**EXPLORE THE MATERIAL:**
a – Answer the following questions using the passage on public transport in Kolkata.
(i) What modal share goal does the City Mobility Plan for Kolkata set, and by which year?
(ii) What reasons does the passage give for the decline of the tramway?
(iii) Which systems does the passage list as part of Kolkata's public transport infrastructure when it discusses integration?
b – Carry on the passage on public transport in Kolkata, beginning after its final sentence.

Reinvent public transport: Public transport is Kolkata’s strength but ignored: Disproportionate focus on car-centric roads and flyovers is leading to neglect of buses, trams, walking and bicycles -- the unique strength of the city. This puts the city at risk of undermining its own strength. The City Mobility Plan for Kolkata has set the goal of achieving a modal share of 90 per cent by 2025. It is projected that even in 2025, among all prominent public transport modes like metro, bus and ferry, -- buses will meet more than half of all demands. Public transport strategy must aim for better frequency and speed and comfort. Kolkata will have to reorganize its road space more equitably amongst all users and accord priority to public transport, walkers and users of non-motorised transport. 

Tram has already given Kolkata a sustainable road design that accords priority to public transport. Do not destroy this: It is regrettable that Kolkata is letting its tramway die. This system has already given a heads up to Kolkata in road design that gives the right of way to public transport to keep it out of congestion and attain speed. This is exactly the principle that other countries are trying to achieve through the bus rapid transit system and tram systems. But the sharp and progressive decline in Tramways due to lack of investments and modernisation, and unreliable service is taking away from sustainable designs of road space. Tram will have to be the part of vision and solution in Kolkata.  

Integrate all modes of public transport: Kolkata has an enormous advantage in its elaborate public transport infrastructure including, trams, suburban rail, bus system and also metro. An immediate multi-modal integration of all these systems can be the permanent solution to it congestion and pollution. 

Build pedestrian infrastructure: Design pedestrian guidelines for approval of road projects and enhancement of the existing ones. This change has started. Develop and implement pedestrian guidelines and carry out walkability and safety audits.

**RECORDS:**
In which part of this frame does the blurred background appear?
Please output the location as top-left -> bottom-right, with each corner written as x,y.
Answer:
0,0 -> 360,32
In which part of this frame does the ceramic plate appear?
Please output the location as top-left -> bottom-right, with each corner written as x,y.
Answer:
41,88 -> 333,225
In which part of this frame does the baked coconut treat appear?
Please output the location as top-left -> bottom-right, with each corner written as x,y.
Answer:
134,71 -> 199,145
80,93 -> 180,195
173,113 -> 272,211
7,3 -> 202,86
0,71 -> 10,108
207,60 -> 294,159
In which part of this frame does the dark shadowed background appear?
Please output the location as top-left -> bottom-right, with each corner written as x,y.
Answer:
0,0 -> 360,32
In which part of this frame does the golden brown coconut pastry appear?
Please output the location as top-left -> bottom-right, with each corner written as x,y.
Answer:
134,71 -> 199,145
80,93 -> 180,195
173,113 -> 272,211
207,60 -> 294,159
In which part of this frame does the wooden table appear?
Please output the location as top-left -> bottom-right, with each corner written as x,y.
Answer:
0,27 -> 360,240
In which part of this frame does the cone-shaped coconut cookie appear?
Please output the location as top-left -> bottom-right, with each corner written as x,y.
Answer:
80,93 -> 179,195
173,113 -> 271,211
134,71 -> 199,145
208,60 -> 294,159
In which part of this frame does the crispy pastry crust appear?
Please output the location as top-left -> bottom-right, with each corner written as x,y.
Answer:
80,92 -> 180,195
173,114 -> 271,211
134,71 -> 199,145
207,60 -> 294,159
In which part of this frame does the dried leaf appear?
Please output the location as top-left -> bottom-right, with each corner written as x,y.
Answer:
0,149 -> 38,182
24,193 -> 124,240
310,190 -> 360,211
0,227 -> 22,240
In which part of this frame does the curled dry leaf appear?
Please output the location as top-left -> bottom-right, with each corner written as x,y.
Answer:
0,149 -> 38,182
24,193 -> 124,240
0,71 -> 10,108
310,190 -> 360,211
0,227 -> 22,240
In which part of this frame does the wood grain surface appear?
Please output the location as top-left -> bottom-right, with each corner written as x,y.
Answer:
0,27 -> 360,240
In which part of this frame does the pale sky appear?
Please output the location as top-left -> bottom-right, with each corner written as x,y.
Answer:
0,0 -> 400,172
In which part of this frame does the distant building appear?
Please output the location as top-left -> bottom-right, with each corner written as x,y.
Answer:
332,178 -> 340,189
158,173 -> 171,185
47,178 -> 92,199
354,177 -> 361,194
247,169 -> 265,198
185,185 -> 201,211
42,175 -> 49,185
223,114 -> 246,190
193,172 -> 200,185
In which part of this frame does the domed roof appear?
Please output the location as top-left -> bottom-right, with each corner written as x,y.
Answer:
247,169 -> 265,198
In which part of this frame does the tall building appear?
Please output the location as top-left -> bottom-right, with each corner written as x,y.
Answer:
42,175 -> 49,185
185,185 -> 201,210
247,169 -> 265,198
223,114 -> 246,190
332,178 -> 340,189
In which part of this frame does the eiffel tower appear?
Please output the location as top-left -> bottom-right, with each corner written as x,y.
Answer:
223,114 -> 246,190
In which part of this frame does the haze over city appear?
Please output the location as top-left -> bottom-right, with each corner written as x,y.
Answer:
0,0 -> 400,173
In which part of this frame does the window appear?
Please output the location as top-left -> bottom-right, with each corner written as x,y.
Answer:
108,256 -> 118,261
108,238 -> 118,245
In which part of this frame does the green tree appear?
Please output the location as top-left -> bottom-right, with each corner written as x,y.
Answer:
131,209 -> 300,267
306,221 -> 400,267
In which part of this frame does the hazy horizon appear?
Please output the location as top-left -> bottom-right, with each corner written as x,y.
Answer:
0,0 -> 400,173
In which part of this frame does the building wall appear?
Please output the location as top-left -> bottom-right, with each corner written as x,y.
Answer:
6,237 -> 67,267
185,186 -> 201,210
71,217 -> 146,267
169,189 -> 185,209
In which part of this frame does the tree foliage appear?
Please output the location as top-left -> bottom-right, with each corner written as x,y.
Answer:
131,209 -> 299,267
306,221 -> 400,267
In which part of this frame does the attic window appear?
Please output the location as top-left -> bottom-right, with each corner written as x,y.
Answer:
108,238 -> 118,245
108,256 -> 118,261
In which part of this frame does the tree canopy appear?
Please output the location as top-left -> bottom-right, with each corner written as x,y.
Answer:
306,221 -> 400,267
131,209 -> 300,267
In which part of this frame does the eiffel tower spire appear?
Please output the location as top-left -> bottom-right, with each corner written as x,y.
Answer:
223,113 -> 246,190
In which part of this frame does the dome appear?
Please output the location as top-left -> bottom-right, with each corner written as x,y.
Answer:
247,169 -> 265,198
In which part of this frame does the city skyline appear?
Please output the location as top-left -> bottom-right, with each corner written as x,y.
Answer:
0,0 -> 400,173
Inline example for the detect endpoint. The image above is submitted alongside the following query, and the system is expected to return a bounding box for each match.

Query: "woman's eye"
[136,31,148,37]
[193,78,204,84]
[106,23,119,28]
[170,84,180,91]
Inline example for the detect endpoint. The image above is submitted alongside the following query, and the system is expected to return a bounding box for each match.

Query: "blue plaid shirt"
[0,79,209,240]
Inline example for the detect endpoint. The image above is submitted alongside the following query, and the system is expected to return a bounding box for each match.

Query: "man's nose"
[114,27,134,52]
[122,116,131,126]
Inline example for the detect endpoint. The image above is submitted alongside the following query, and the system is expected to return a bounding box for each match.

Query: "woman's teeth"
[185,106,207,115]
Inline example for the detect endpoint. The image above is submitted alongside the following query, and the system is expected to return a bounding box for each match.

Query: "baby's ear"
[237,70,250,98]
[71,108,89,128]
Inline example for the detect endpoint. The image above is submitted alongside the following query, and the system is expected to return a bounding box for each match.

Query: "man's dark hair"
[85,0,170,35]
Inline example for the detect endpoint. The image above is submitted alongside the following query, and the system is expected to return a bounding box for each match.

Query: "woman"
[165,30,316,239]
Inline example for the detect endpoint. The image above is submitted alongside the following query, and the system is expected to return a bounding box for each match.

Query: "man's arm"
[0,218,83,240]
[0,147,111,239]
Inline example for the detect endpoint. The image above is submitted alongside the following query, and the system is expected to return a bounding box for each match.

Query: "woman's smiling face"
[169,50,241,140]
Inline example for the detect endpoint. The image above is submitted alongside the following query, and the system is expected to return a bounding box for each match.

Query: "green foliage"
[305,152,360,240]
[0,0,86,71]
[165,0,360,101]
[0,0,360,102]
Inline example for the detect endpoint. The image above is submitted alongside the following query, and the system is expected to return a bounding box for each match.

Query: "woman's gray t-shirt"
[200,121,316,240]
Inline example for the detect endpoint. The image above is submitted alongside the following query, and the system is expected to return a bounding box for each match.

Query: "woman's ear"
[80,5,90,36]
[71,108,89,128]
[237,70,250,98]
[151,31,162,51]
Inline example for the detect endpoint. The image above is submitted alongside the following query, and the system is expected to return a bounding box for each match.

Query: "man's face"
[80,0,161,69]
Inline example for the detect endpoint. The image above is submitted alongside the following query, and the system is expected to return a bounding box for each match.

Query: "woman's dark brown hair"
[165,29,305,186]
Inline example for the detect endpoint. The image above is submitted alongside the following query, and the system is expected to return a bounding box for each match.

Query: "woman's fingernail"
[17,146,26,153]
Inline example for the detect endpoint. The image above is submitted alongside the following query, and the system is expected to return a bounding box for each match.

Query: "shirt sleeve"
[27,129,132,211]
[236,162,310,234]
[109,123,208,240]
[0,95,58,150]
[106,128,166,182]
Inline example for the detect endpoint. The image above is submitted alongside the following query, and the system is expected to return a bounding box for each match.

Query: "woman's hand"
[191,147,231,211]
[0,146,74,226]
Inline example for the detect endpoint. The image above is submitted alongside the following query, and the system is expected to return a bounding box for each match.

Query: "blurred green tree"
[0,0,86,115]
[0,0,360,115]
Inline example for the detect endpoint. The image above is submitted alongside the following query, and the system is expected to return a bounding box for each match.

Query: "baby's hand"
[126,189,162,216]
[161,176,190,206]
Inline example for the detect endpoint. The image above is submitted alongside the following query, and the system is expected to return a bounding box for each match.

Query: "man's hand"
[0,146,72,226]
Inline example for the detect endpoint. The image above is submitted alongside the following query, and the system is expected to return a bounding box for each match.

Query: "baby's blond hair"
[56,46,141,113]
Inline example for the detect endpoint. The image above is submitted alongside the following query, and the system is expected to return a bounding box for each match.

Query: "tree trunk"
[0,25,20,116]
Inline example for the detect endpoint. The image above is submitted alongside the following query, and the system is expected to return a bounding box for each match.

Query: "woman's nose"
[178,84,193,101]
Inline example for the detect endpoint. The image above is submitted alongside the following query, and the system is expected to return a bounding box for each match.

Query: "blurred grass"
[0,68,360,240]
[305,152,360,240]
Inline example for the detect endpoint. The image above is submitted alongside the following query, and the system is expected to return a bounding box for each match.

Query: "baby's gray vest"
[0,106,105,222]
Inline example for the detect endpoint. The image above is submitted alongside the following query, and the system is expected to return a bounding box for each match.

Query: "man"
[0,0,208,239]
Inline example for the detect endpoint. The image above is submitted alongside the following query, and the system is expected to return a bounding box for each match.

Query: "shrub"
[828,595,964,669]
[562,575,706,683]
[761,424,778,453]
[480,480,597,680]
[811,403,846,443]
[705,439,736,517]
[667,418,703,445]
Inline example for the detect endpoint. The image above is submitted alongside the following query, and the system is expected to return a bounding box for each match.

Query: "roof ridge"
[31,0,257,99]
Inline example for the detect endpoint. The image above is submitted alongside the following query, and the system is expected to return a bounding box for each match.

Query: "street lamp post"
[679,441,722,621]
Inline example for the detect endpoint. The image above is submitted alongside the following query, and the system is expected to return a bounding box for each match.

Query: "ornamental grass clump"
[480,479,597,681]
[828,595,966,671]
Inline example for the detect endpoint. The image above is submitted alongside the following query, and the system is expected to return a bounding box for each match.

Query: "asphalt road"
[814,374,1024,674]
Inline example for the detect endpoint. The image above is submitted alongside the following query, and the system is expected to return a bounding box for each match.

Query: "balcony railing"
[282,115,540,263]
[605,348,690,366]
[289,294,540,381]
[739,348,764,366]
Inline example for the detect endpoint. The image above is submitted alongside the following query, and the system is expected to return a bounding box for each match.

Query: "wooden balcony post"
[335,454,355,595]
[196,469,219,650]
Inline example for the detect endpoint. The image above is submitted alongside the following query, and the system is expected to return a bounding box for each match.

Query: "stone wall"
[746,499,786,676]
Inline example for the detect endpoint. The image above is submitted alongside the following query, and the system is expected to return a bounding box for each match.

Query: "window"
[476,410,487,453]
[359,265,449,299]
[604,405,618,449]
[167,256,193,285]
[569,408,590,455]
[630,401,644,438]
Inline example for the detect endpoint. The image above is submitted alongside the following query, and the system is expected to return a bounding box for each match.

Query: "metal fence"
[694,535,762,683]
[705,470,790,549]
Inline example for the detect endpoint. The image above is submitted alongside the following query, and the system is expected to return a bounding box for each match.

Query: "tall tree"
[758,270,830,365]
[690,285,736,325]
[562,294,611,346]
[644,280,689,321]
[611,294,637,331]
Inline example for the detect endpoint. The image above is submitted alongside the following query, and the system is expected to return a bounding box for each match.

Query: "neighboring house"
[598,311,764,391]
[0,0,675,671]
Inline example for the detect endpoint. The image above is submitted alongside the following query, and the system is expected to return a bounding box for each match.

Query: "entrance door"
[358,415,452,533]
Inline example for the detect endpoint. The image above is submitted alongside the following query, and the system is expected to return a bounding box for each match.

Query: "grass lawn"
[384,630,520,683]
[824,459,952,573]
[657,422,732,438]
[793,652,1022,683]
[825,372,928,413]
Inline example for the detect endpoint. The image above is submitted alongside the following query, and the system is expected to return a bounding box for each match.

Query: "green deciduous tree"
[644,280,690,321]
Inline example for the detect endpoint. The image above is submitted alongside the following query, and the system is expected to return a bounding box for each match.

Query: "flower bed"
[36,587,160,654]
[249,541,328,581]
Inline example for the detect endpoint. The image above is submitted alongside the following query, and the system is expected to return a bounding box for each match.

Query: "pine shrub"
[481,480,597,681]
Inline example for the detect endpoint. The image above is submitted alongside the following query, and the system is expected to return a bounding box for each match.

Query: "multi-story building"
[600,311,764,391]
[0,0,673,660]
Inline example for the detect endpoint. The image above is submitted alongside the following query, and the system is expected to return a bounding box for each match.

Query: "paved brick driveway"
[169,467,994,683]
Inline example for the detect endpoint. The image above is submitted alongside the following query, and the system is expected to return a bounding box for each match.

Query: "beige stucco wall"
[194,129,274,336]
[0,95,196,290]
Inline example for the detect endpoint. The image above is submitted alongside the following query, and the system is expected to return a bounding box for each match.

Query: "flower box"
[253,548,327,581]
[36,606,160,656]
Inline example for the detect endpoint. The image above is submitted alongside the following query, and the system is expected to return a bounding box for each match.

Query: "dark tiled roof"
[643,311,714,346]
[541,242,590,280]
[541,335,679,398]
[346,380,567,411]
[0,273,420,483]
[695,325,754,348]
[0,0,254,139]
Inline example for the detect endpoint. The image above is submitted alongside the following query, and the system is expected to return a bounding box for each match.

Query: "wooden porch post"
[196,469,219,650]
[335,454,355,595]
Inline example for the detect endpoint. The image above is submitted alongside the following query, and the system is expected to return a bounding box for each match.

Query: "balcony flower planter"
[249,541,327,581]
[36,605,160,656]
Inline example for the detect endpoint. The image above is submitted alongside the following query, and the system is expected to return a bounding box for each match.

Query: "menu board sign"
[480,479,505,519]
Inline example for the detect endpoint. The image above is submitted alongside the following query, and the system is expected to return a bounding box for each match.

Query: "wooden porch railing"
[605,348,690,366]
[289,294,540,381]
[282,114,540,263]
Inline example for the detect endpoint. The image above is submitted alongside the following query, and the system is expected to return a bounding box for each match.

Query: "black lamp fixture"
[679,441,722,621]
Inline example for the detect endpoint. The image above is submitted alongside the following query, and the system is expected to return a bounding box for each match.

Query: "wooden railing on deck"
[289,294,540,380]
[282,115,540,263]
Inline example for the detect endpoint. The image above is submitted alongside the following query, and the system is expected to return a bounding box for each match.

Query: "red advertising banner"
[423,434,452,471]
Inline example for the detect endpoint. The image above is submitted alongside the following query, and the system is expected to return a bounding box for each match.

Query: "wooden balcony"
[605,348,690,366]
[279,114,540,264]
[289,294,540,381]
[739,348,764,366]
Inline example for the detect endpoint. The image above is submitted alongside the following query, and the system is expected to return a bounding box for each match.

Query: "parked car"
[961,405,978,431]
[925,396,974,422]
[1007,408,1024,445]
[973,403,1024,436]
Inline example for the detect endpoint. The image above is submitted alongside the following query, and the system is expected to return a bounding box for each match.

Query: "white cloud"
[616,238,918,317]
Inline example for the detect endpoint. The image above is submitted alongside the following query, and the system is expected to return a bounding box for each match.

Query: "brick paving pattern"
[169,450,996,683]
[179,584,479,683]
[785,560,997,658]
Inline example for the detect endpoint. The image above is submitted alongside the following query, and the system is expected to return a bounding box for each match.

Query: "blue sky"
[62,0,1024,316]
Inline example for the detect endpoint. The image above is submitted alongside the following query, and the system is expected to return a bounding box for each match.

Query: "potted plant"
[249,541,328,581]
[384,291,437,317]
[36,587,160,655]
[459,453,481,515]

**PER-TASK ANSWERS:**
a –
(i) A modal share of 90 per cent by 2025.
(ii) A lack of investments and modernisation, and unreliable service.
(iii) Trams, suburban rail, the bus system and the metro.

b –
Make cars pay the full cost of using road space and causing environmental damages: Globally, cities are desperate to free up road space from cars. They are making car parking prohibitive; adding high premium to car ownership; exacting dues for entering prime busy areas; only allowing a fraction of them on roads at a time; or just not allowing them in the city centre. They are also giving people more transport options other than cars. But Indian cities charge a pittance for road usage and for parking. CSE’s rapid assessment for instance shows that a car pays road tax in its lifetime what a bus pays every year. Also big cars are taxed lower than small cars. Cities must reverse this.  

Enforce parking controls, rationalize taxes on cars and make way for congestion charging. Cars cannot continue to enjoy direct and hidden subsidy and privileges on roads and pay the full cost of operations and for harming the environment and public health. Experience from around the world shows that parking area management and controls, parking pricing, high penalty for illegal parking, residential parking permits along with taxes top the list as the first generation car restraint measures worldwide. Cars are the biggest encroachers in Kolkata: 30-40 per cent of roads in Kolkata are taken up by parking; 50-70 per cent of footpaths reduced due to on-street parking. At the same time cars pay a pittance for parking. This acts like a hidden subsidy. Indian cities including Kolkata and Delhi have begun to prepare parking policy but this must include parking controls and pricing to dampen car usage.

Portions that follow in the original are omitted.